*Exercise set*:
(a) In the blog post on happiness, what position did the writer always play in soccer?
(b) From the blog post on happiness, list every way the writer says they deal with things.
(c) Return the section of the blog post on happiness between "The title of" and "happiness sprinkled in.", inclusive.

*Supplied passage*:

▬▬▬▬▬▬▬▬▬▬

I know, “supposed to” is like a bad word.
The title of this post is inspired by a recent conversationI had with my boyfriend.
We had a conversation that brought up alot more than I thought would surface. In trying to figure out what direction we were heading, I got a text that read, “you are not happy,” to which my reply was, “my unhappiness is largely about me, not you.” It’s true, you can’t make anyone else happy if you can’t make yourself happy. I’m not talking about just a little bit happy, but happy in life and with life, versus moments of happiness sprinkled in.
Part of my life’s purpose is to figure out what makes me happy, what freedom feels, tastes, and smells like and to be joyful. Now I realize that everyone could perhaps say this, to keep finding their bliss, which I hope is true.
The reason why this seems like a big deal, is because I have spent so much of my life unhappy, chronically and conditionally. In alot of ways, it is my own doing, my unhappiness.
It started out harmless, being worried and anxious about things when I was a little girl, which more or less translated into being worried and anxious about things when I was not so little, and then again, being worried and anxious when I transitioned to a young woman.
My way of dealing with things is to tense up, to freeze up, to see the worst possible outcome at the outset of anything going awry.
Which is why…..I believe it is my life’s purpose to discover what I have deemed my theme moving forward into 2015 and beyond (can I say infinity and beyond) which is LIBERATED JOY.
Now I know it is in there, in me, and in you, and in every human being, yet it is not always liberated. On the contrary, it can be concealed.
I recently saw my friend Jenny go through this. She realized that she had succombed to the darker side of life and she was finally sick of it. In some big and small ways, she started to aim her life in a different direction and I watch her as she continues to shift, to make good choices for her health and wellbeing, and most essentially, to liberate her joy. She liberates alot of other things as well as she is a dancer and artist, but most poignantly, it is her own personal joy she is unleashing.
When I teach yoga, I am happy. Most classes I teach these days are an hour long and I teach anywhere from 1 to four classes a day, so for those hours I am teaching, I am happy. Sure, there are days when I feel like my energy isn’t great and the class isn’t dynamic or interesting enough, but generally and regardless, I am happy when I teach. But I started to notice an interesting paradigm recently. When I wasn’t teaching yoga, those hours in between, I was not happy.
Clearly, the solution is not to teach yoga 24/7, but why was I so unhappy?
It recently hit me, on the heels of having my boyfriend tell me a number of truthful and not so warm and fuzzy things.
I am not happy because I have been passively waiting for life to happen to me. My boyfriend likes to say that he happens to things, that he happens to life rather than life happening to him.
Now I grew up playing and loving soccer. I was always a defender, even though I secretly coveted forwards and mid-fielders. They ran a ton and had the glory and fame of scoring the goals. I always wished I was cut-out to be a natural born forward, yet there I was in the back of the field, defending the goal. Don’t get me wrong, there is nothing bad about this, defenders are bad asses and I was a good defender. The best defenders are the one’s who also attack on goal, yes, think Sergio Ramos.

▬▬▬▬▬▬▬▬▬▬

*Input data*:
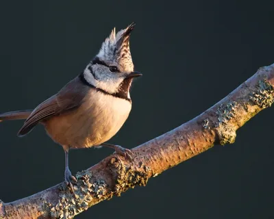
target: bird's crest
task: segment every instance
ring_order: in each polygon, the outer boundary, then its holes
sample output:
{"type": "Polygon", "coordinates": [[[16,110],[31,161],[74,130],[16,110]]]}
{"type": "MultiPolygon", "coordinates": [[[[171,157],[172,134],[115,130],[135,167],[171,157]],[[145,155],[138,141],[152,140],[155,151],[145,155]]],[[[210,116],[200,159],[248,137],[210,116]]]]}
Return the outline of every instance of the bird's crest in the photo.
{"type": "Polygon", "coordinates": [[[129,50],[129,36],[134,29],[135,23],[117,34],[115,27],[103,42],[97,56],[103,60],[115,62],[121,65],[132,65],[132,55],[129,50]]]}

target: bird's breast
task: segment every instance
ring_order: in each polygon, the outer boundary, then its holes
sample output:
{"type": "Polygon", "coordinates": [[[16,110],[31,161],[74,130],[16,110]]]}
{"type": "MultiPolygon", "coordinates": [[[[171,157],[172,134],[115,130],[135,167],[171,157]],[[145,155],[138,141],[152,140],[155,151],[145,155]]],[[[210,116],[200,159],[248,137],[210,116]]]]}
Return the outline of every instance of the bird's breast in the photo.
{"type": "Polygon", "coordinates": [[[114,136],[131,108],[125,99],[90,90],[79,107],[50,118],[45,125],[51,138],[62,146],[89,147],[114,136]]]}

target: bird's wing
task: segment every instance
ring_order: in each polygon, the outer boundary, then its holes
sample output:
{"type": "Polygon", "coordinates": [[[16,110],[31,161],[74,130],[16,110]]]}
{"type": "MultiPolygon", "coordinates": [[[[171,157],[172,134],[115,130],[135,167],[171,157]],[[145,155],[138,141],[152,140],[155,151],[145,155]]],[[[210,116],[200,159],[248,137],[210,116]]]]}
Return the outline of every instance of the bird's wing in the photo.
{"type": "Polygon", "coordinates": [[[86,93],[86,86],[78,77],[67,83],[58,94],[40,103],[32,112],[18,133],[18,136],[28,133],[39,122],[78,107],[86,93]]]}

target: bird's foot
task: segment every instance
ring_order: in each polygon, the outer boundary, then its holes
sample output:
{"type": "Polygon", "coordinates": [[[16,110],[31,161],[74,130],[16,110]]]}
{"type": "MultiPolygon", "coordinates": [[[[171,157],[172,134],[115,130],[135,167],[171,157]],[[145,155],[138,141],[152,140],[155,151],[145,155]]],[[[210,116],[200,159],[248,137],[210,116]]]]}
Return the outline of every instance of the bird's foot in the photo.
{"type": "Polygon", "coordinates": [[[71,174],[71,172],[68,168],[66,168],[66,170],[64,171],[64,181],[66,185],[69,185],[71,191],[73,192],[73,186],[72,183],[77,182],[77,179],[71,174]]]}
{"type": "Polygon", "coordinates": [[[127,158],[130,161],[132,161],[132,156],[134,155],[134,153],[131,150],[123,148],[120,145],[115,144],[114,144],[114,149],[117,154],[124,156],[125,158],[127,158]]]}

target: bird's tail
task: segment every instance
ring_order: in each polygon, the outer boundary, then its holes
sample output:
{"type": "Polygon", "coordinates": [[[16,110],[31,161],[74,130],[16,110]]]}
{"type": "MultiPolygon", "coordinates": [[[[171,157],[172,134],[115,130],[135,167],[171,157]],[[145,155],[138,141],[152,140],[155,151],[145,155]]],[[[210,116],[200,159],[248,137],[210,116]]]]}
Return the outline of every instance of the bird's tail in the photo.
{"type": "Polygon", "coordinates": [[[32,113],[32,110],[8,112],[0,114],[0,122],[4,120],[14,120],[18,119],[27,119],[32,113]]]}

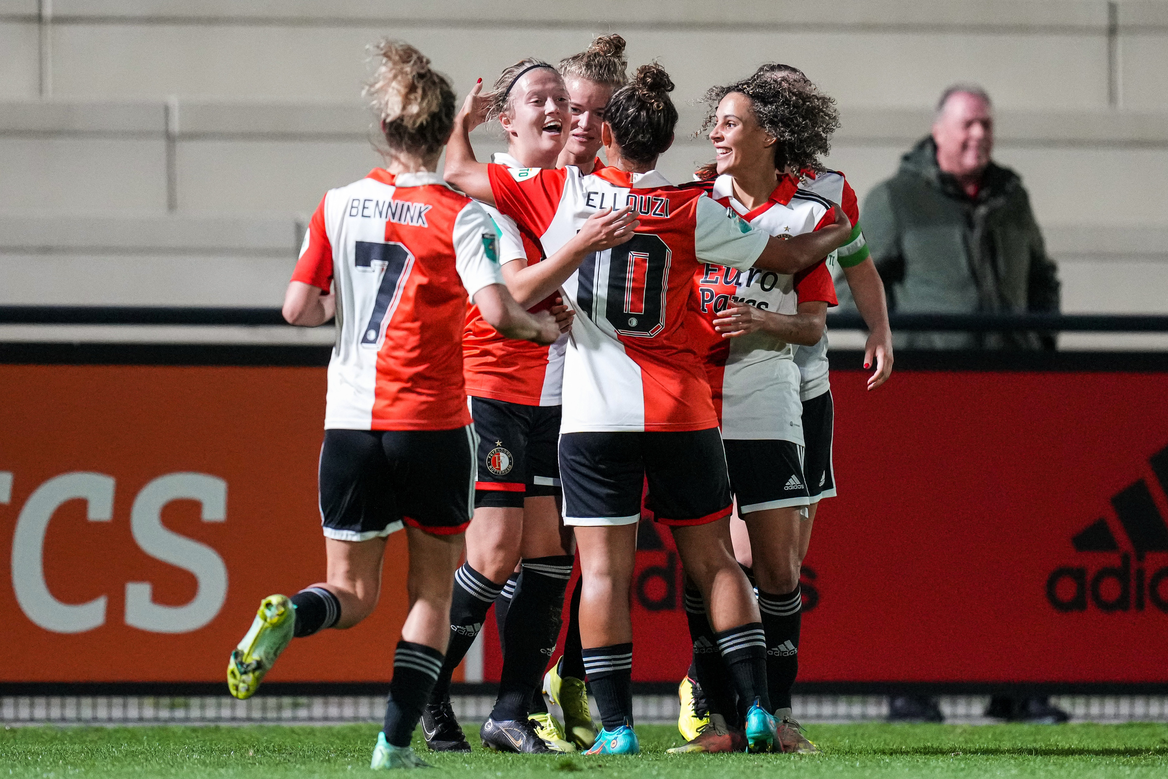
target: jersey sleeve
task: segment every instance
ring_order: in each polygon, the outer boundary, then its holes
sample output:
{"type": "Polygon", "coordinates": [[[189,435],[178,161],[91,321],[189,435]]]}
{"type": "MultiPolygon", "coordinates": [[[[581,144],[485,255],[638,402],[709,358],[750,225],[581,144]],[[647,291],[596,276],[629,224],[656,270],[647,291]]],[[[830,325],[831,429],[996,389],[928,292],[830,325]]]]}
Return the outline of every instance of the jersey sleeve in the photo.
{"type": "Polygon", "coordinates": [[[543,235],[559,208],[568,179],[566,171],[509,168],[492,162],[487,166],[487,175],[491,178],[491,192],[495,196],[499,213],[515,220],[519,227],[527,228],[534,235],[543,235]]]}
{"type": "Polygon", "coordinates": [[[297,260],[296,270],[292,271],[292,280],[311,284],[327,293],[333,279],[333,246],[328,242],[328,231],[325,229],[326,200],[328,200],[328,195],[320,199],[320,206],[317,207],[312,220],[308,221],[304,243],[300,244],[300,259],[297,260]]]}
{"type": "Polygon", "coordinates": [[[697,259],[714,265],[746,270],[753,266],[771,236],[765,230],[702,195],[695,203],[694,253],[697,259]]]}
{"type": "Polygon", "coordinates": [[[815,263],[808,269],[795,273],[795,294],[799,302],[826,302],[828,306],[840,305],[835,297],[835,283],[832,280],[832,272],[827,270],[827,263],[815,263]]]}
{"type": "Polygon", "coordinates": [[[467,203],[454,218],[454,266],[471,298],[485,286],[502,284],[499,271],[499,235],[495,225],[474,201],[467,203]]]}
{"type": "Polygon", "coordinates": [[[499,264],[506,265],[513,259],[527,259],[523,250],[523,236],[515,224],[515,220],[503,216],[499,209],[486,203],[479,203],[495,224],[495,232],[499,234],[499,264]]]}
{"type": "Polygon", "coordinates": [[[847,243],[836,251],[836,259],[841,267],[854,267],[868,259],[868,243],[864,241],[864,231],[860,228],[860,203],[856,201],[856,190],[847,181],[843,182],[843,197],[840,208],[848,215],[851,222],[851,235],[847,243]]]}

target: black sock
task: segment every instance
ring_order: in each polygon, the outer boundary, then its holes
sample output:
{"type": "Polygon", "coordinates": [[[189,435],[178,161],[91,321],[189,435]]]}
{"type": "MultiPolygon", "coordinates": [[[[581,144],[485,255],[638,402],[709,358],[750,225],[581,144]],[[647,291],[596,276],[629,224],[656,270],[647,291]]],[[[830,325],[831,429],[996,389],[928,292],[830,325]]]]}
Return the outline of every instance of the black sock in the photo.
{"type": "Polygon", "coordinates": [[[633,724],[633,645],[584,649],[584,672],[605,730],[633,724]]]}
{"type": "Polygon", "coordinates": [[[689,665],[689,677],[702,686],[707,705],[712,714],[721,714],[726,723],[737,728],[738,707],[735,688],[730,682],[726,665],[718,652],[714,628],[705,615],[702,592],[696,587],[684,589],[686,620],[689,622],[689,639],[694,647],[694,659],[689,665]]]}
{"type": "Polygon", "coordinates": [[[332,627],[341,618],[341,601],[325,587],[308,587],[292,596],[296,626],[292,635],[303,639],[332,627]]]}
{"type": "Polygon", "coordinates": [[[413,729],[422,717],[422,707],[442,668],[442,652],[424,644],[398,641],[394,653],[394,679],[385,702],[385,740],[394,746],[409,746],[413,729]]]}
{"type": "Polygon", "coordinates": [[[523,576],[512,597],[515,613],[505,627],[503,669],[492,719],[526,719],[530,714],[533,696],[556,651],[572,562],[571,555],[522,562],[523,576]]]}
{"type": "Polygon", "coordinates": [[[450,693],[450,676],[463,662],[474,639],[482,630],[487,610],[499,597],[500,585],[471,568],[470,563],[454,571],[454,594],[450,603],[450,644],[442,673],[430,695],[431,703],[439,703],[450,693]]]}
{"type": "Polygon", "coordinates": [[[776,711],[791,708],[791,688],[799,675],[799,624],[802,593],[776,596],[758,591],[758,611],[766,631],[766,686],[776,711]]]}
{"type": "Polygon", "coordinates": [[[755,701],[771,711],[771,695],[766,689],[766,633],[762,622],[746,622],[729,631],[715,633],[722,659],[725,660],[738,693],[738,714],[744,715],[755,701]]]}
{"type": "Polygon", "coordinates": [[[576,579],[572,589],[572,605],[568,608],[568,633],[564,635],[564,656],[559,662],[559,675],[584,679],[584,656],[580,654],[580,590],[584,577],[576,579]]]}
{"type": "Polygon", "coordinates": [[[499,654],[502,655],[507,654],[507,644],[503,639],[507,633],[507,614],[510,612],[510,601],[515,597],[515,587],[519,586],[519,577],[522,575],[523,571],[512,573],[495,597],[495,627],[499,628],[499,654]]]}

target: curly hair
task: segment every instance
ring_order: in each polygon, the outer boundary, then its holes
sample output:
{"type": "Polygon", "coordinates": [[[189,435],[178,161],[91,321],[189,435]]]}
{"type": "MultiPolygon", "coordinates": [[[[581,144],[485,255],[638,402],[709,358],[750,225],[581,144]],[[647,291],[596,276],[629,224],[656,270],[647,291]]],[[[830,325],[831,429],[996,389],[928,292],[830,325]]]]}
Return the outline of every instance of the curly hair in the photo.
{"type": "Polygon", "coordinates": [[[602,35],[579,54],[559,61],[559,75],[564,78],[586,78],[597,84],[619,89],[628,81],[625,69],[625,39],[619,35],[602,35]]]}
{"type": "Polygon", "coordinates": [[[623,157],[634,162],[651,162],[673,142],[677,109],[669,99],[673,79],[656,62],[637,69],[632,81],[609,100],[604,120],[623,157]]]}
{"type": "Polygon", "coordinates": [[[362,95],[381,121],[391,151],[433,154],[454,126],[454,89],[430,69],[430,58],[409,43],[383,40],[369,47],[380,60],[362,95]]]}
{"type": "Polygon", "coordinates": [[[718,103],[731,92],[746,96],[759,126],[776,139],[777,171],[788,166],[793,171],[823,169],[820,158],[832,151],[832,134],[840,127],[840,112],[835,100],[820,92],[801,70],[765,64],[750,78],[725,86],[711,86],[703,98],[709,113],[700,133],[717,121],[715,112],[718,103]]]}
{"type": "MultiPolygon", "coordinates": [[[[555,65],[550,65],[543,60],[524,57],[513,65],[508,65],[499,74],[499,78],[491,86],[491,104],[487,106],[487,121],[494,121],[510,109],[510,92],[515,78],[524,70],[535,68],[548,68],[554,74],[559,74],[555,65]]],[[[561,78],[563,78],[561,76],[561,78]]]]}

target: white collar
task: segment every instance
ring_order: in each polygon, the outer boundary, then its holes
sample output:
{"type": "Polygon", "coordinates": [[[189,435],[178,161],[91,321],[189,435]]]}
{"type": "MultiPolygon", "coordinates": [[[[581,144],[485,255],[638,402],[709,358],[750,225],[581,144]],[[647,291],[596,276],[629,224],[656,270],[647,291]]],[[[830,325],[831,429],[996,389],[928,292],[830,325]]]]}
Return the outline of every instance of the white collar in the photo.
{"type": "Polygon", "coordinates": [[[440,173],[431,173],[430,171],[418,171],[417,173],[398,173],[394,176],[395,187],[424,187],[427,183],[436,183],[439,186],[449,186],[442,178],[440,173]]]}
{"type": "Polygon", "coordinates": [[[506,165],[509,168],[526,168],[527,166],[516,160],[507,152],[495,152],[491,155],[491,161],[495,165],[506,165]]]}
{"type": "Polygon", "coordinates": [[[710,189],[710,197],[714,200],[729,197],[730,208],[738,211],[739,216],[750,213],[750,209],[739,203],[738,199],[734,196],[734,176],[725,173],[714,180],[714,187],[710,189]]]}
{"type": "Polygon", "coordinates": [[[632,173],[630,179],[633,182],[633,189],[655,189],[656,187],[672,187],[673,185],[663,175],[656,171],[649,171],[647,173],[632,173]]]}

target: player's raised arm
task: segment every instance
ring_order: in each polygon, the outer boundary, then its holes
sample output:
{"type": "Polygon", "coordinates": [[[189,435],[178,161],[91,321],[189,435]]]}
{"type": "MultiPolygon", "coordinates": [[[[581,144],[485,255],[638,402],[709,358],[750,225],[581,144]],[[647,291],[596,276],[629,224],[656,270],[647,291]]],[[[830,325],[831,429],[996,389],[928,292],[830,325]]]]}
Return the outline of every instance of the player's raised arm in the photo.
{"type": "Polygon", "coordinates": [[[509,339],[547,346],[559,338],[559,325],[551,314],[523,311],[502,284],[489,284],[475,292],[474,305],[488,325],[509,339]]]}
{"type": "Polygon", "coordinates": [[[851,236],[851,222],[839,206],[834,208],[835,224],[805,232],[792,238],[771,237],[755,267],[776,273],[798,273],[811,267],[842,246],[851,236]]]}
{"type": "Polygon", "coordinates": [[[491,179],[487,175],[487,164],[479,162],[471,146],[471,131],[486,121],[487,109],[491,105],[489,95],[480,95],[482,79],[466,96],[461,111],[454,116],[454,130],[446,144],[446,165],[443,178],[471,197],[485,203],[495,204],[491,192],[491,179]]]}

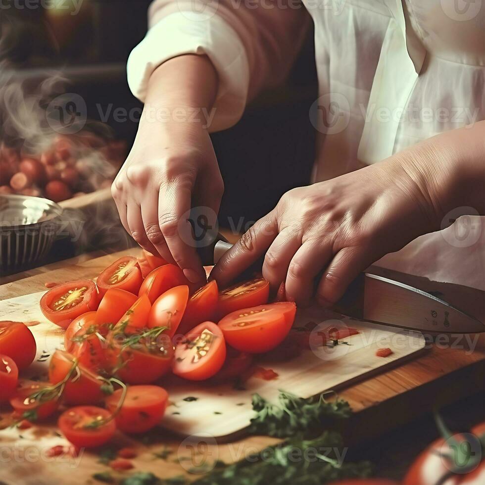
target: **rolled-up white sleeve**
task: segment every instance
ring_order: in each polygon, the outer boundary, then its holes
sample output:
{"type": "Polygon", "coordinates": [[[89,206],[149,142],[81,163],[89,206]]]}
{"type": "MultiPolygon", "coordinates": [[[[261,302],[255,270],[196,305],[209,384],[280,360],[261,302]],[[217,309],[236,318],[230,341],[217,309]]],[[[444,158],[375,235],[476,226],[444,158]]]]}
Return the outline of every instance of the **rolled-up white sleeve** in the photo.
{"type": "Polygon", "coordinates": [[[144,101],[153,71],[184,54],[207,55],[219,77],[211,131],[229,128],[244,111],[249,69],[244,45],[232,27],[217,14],[209,18],[194,12],[176,12],[161,19],[148,31],[128,58],[127,76],[134,95],[144,101]]]}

▬▬▬▬▬▬▬▬▬▬

*Answers by task*:
(a) Defender.

(b) To tense up; to freeze up; to see the worst possible outcome at the outset of anything going awry.

(c)
The title of this post is inspired by a recent conversationI had with my boyfriend.
We had a conversation that brought up alot more than I thought would surface. In trying to figure out what direction we were heading, I got a text that read, “you are not happy,” to which my reply was, “my unhappiness is largely about me, not you.” It’s true, you can’t make anyone else happy if you can’t make yourself happy. I’m not talking about just a little bit happy, but happy in life and with life, versus moments of happiness sprinkled in.